_THE PROBLEM:_
In the passage below, where was the graduation celebration for Greenville students held?
Segment Start: GIVEN PASSAGE
By Meg Upton
School is out for summer. We get the mixed blessing of much needed rain and mudslides. One escape route is closed. The trigger sound of emergency phone alerts still make most of us jump out of our skin. Is there a way to change the tone for non-fire emergencies? For many of us, it is simply not over and we never want to hear that particular sound again—especially our children.
In the midst of new emergencies, I am struck by the beauty of wildflowers in Indian Valley. I don’t recall in the twenty years I’ve lived here ever seeing so much color, so many poppies. It’s truly incredible to witness. I’d argue that no place in Plumas County is as vibrant and colorful right now as the burn scar of Indian Valley, the stark contrast makes for some really incredible views.
If you were fortunate enough to be at Greenville High School football field last Saturday, you got to witness the best of us: Judy Dolphin and others acknowledging the rite of graduation for some Greenville students who graduated from elsewhere this year. Commencements in Plumas County didn’t necessarily mention the Indian Valley students among them and that particular struggle, so it was that much more special to have the celebration.
Segment End: GIVEN PASSAGE
Segment Start: DATASET EXCERPT
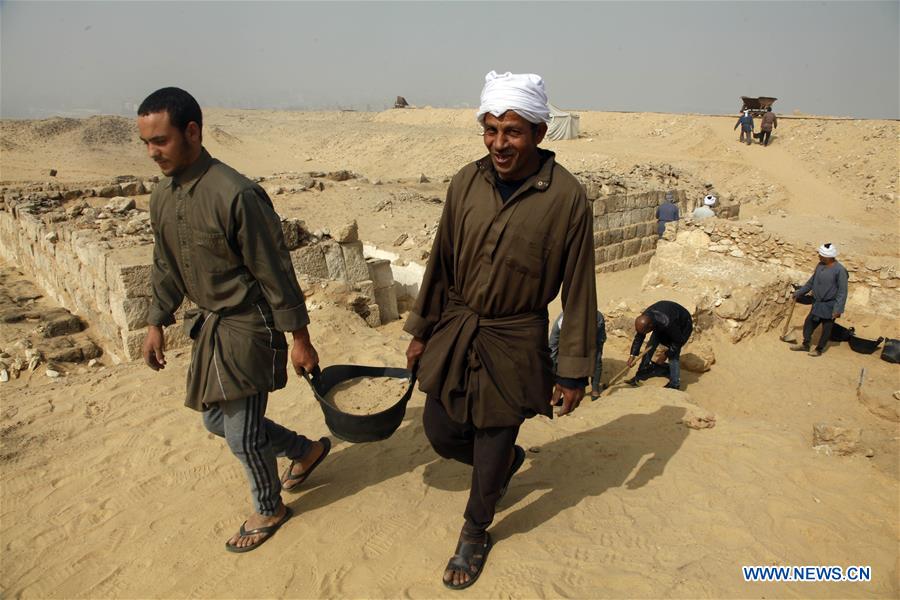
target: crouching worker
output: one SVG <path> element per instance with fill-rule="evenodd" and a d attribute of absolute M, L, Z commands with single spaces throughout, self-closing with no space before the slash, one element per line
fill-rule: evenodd
<path fill-rule="evenodd" d="M 687 343 L 694 330 L 694 322 L 691 313 L 678 304 L 669 300 L 662 300 L 650 305 L 634 320 L 635 336 L 631 344 L 631 356 L 628 357 L 628 366 L 633 367 L 635 360 L 641 352 L 644 338 L 650 333 L 650 341 L 647 344 L 647 352 L 641 360 L 637 374 L 627 383 L 637 385 L 639 381 L 649 379 L 660 374 L 660 367 L 652 362 L 656 348 L 662 344 L 666 347 L 666 358 L 669 363 L 670 389 L 681 389 L 681 348 Z"/>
Segment End: DATASET EXCERPT
_SOLUTION TO THIS PROBLEM:_
At the Greenville High School football field.